▶ [QUOTED TEXT]:
WRIGHT v. WRIGHTAnnotate this Case
BOARD OF COMM'RS v. GUARANTEE STATE BANK
1911 OK 6
117 P. 216
27 Okla. 736
Case Number: 2002
Supreme Court of Oklahoma
BOARD OF COMM'RS, KINGFISHER COUNTY
GUARANTEE STATE BANK et al.
¶0 APPEAL AND ERROR--Jurisdiction--Appeals from County Courts. The Supreme Court is without jurisdiction to review, upon appeal thereto, an order or judgment of a county court made in an appeal to such court from an order of the county equalization board.
Error from Kingfisher County Court; Jno. W. Graham, Judge.
Action between the board of commissioners of Kingfisher county and Guarantee State Bank, First National Bank, People's State Bank and Citizens State Bank of Kingfisher, First National Bank and Farmers & Merchants Bank of Hennessey, and First National Bank of Cashion, Bank of Keil, and Bank of Dover. From the judgment, the commissioners bring error. Dismissed.
M. W. Hinch and E. D. Brownlee, for plaintiffs in error.
F. L. Boynton, for defendants in error.
¶1 The facts out of which this proceeding grows are as follows: The board of county commissioners of Kingfisher county, acting as the board of equalization of that county, raised the return statements of the value of the property of defendants in error and assessed their property at a higher amount than at which they had rendered it. From this order of the board of equalization, defendants in error appealed to the county court. That court set aside the order of the board of equalization and assessed the property of defendants in error at an amount less than that fixed by the board of equalization. From the order of the county court, the board of county commissioners have prosecuted this appeal.
¶2 The first question presented by the proceeding relates to the jurisdiction of this court to hear and determine same. The statute authorizing appeals from county boards of equalization is found in the act of the Legislature approved March 24, 1910, the first section of which reads as follows:
"Appeals may be taken from all county boards of equalization to the county court of the county wherein the assessment is made, within thirty days after the adjournment thereof, and to the Supreme Court if from the State Board, within sixty (60) days after the adjournment of such board, but not afterwards; Provided, that no matter shall be reviewed on appeal which was not presented to the board appealed from, and provided further, that every appeal shall state specifically the objections to the assessment and the relief sought." (Sess. Laws 1910, p. 173.)
¶3 It is apparent that the foregoing statute does not authorize, in this character of proceeding, any appeal from the county court to any court. Section 15, art. 7, Constitution, provides in what cases and to what court appeals may be taken from judgments of the county court and reads as follows:
"Appeals and proceedings in error shall be taken from the judgments of county courts direct to the Supreme Court, in all cases appealed from justices of the peace, and in all criminal cases of which the county court is vested with jurisdiction, and in all civil cases originally brought in the county court, in the same manner and by like proceedings as appeals are taken to the Supreme Court from the judgments of the district court."

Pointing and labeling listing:
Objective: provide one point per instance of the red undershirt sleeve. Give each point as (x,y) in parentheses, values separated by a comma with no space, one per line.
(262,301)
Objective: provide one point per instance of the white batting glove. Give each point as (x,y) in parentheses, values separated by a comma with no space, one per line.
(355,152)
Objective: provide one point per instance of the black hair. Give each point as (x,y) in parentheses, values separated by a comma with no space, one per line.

▶ [TASK LIST]:
a) Decide whether each statement agrees with the Kingfisher County opinion, answering yes or no and quoting the words that decide it: (i) the county court set aside the order of the board of equalization; (ii) appeals from county boards of equalization to the county court may be taken within sixty days after adjournment; (iii) the statute on these appeals was in an act approved March 24, 1910.
b) Please quote the Kingfisher County opinion starting at "Action between the" and ending at "defendants in error.".
Rely only on the Kingfisher County opinion to answer.

▶ [ANSWERS TO EACH TASK]:
a)
(i) Yes: "That court set aside the order of the board of equalization"
(ii) No: "to the county court of the county wherein the assessment is made, within thirty days after the adjournment thereof"
(iii) Yes: "the act of the Legislature approved March 24, 1910"

b)
Action between the board of commissioners of Kingfisher county and Guarantee State Bank, First National Bank, People's State Bank and Citizens State Bank of Kingfisher, First National Bank and Farmers & Merchants Bank of Hennessey, and First National Bank of Cashion, Bank of Keil, and Bank of Dover. From the judgment, the commissioners bring error. Dismissed.
M. W. Hinch and E. D. Brownlee, for plaintiffs in error.
F. L. Boynton, for defendants in error.